**Dataset records:**
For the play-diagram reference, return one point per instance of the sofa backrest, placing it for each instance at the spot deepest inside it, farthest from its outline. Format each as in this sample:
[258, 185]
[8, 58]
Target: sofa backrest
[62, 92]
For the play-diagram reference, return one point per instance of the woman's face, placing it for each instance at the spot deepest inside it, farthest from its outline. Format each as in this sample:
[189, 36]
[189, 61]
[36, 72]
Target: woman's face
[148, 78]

**Work instructions:** Rewrite the listing above as a JSON array of strings, one string per line, omitting any blank lines.

**The response:**
[
  "For the play-diagram reference, return one point per instance of the sofa backrest, placing it for each instance at the spot deepest inside it, farthest from its outline. Format each as in this sample:",
  "[258, 185]",
  "[8, 58]",
  "Target: sofa backrest",
  "[62, 92]",
  "For the play-diagram reference, return one point per instance of the woman's face, placing it for each instance at the spot deepest inside it, farthest from its outline. Format each as in this sample:",
  "[189, 36]",
  "[189, 61]",
  "[36, 72]",
  "Target: woman's face",
  "[148, 78]"
]